I think even the impossible person would be happy to sit down to such a meal.

And who would you invite to share the table?  Seven others to make a total of 8;  a good number to seat at a round table.

  1. Sir Noel Coward to pay her compliments, butter her up and then later put her into one of his clever songs.
  2. Sir Michael Caine to bring her down to earth and remind her where her roots are.
  3. Angela Lansbury to make sure all is calm and in the event of a murder she will be on the spot.
  4. Mahatma Gandi to pour oil on any troubled waters.
  5. Judith Martin aka Miss Manners to show this character how it’s done.
  6. Eleanor Bron, actress who can debate her choice of career with the impossible person.
  7. John Cleese at his Fawlty Towers best to bring some much needed humour to this lunch party.

I went to a marvelous party,
I must say the fun was intense,
We all had to do
What the people we knew
Would be doing a hundred years hence
From I went to a Marvellous Party,
Sir Noel Coward

Rainy days, gardening, cooking and other foolish things

Leaves wet with rain

“I’m old fashioned, I love the moonlight
I love the old fashioned things
The sound of rain upon a window pane
The starry song that April sings
This years fancies are passing fancies
But sighing sighs, holding hands
These my heart understands”  Lyrics by Johnny Mercer, 1909 – 1976, American lyricist, songwriter and singer.

This morning I awoke to rain.  Not the sound of rain but that soft misty rain that absolutely soaks everything and stops you seeing even the houses on the other side of the street. But as I have said before, I am English and we are used to this type of rain.  It is in the air and all around us.

So what to do today.  I shall certainly take my small dog for a walk.  She doesn’t much like being wet but I love the feel of this soft, caressing rain on my skin. It reminds me of walking home from school in the rain.



I won’t be able to get into the garden to pull out the weeds that have invaded since last week.  How sad!  In case you don’t know weeding is not one of my favourite pastimes, although I have been known to lose myself in the task for several hours.  In fact last weekend I spent a couple of hours trying to decide which were flowers and which were flowers in the wrong place.  My spiritual gardening friends tell me that weeds are only flowers in the wrong place.

= Provided information =
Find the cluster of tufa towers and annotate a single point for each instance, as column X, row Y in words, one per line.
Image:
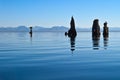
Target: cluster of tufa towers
column 72, row 33
column 95, row 29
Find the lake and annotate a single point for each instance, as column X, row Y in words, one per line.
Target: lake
column 54, row 56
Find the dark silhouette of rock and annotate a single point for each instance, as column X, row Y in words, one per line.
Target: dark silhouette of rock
column 72, row 43
column 72, row 31
column 105, row 30
column 30, row 32
column 66, row 33
column 105, row 42
column 96, row 42
column 95, row 29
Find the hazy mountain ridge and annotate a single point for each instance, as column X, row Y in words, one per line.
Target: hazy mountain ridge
column 54, row 28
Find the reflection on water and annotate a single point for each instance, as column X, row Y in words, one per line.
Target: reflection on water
column 96, row 42
column 72, row 43
column 105, row 42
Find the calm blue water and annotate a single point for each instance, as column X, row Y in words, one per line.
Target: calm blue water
column 48, row 56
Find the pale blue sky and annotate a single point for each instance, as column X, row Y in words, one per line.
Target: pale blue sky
column 49, row 13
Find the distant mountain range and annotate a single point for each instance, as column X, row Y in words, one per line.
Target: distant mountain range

= Things to do =
1. Reproduce the blog excerpt about a dinner party and rainy days word for word, from "I think even" to "any troubled waters.".
2. Continue the blog excerpt about rainy days and gardening, starting after its last sentence.
This material was drawn from a different source than the text.

= Answers to the exercises =
1.
I think even the impossible person would be happy to sit down to such a meal.

And who would you invite to share the table?  Seven others to make a total of 8;  a good number to seat at a round table.

  1. Sir Noel Coward to pay her compliments, butter her up and then later put her into one of his clever songs.
  2. Sir Michael Caine to bring her down to earth and remind her where her roots are.
  3. Angela Lansbury to make sure all is calm and in the event of a murder she will be on the spot.
  4. Mahatma Gandi to pour oil on any troubled waters.

2.
That old garden bench in need of painting won’t get done today. That was something I was looking forward to doing.  Oh well, leave it for another day.  It has been waiting to be painted for so long that a few more days, weeks or even months won’t really matter.  And I can still sit on it and read on good days.  And with a rug on it, Lotte (my Tibetan Spaniel) doesn’t care if it is painted or not.

So now I can think of what I can do today because of the rain.

Yesterday in a cafe with a friend – those of you who have read my earlier blogs know that I frequent cafes a lot – we had mulligatawny soup.

Bowl of soup

via Wikipedia

Love the name.  It rolls off the tongue so easily so I looked up its origins.  According to Wikipedia (my go to place for anything I need to know)


“Mulligatawny is a  curry-flavored soup of Anglo-Indian origin. Translated literally from Tamil, “Mulligatawny” means “pepper water”(“Millagu” means pepper and “Thanni” means water).  There are many variations on the recipe for mulligatawny.  In the West, the soup typically has a turmeric-like yellow colour and chicken meat, beef, or lamb meat. Often it is thickened with rice.”

The soup was so good that I thought I would make it sometime.  Looks like that sometime is today.   My son will be very pleased if I do make it.  He will get some and he tells everybody how good his Mother’s soup is.

More on soups another time.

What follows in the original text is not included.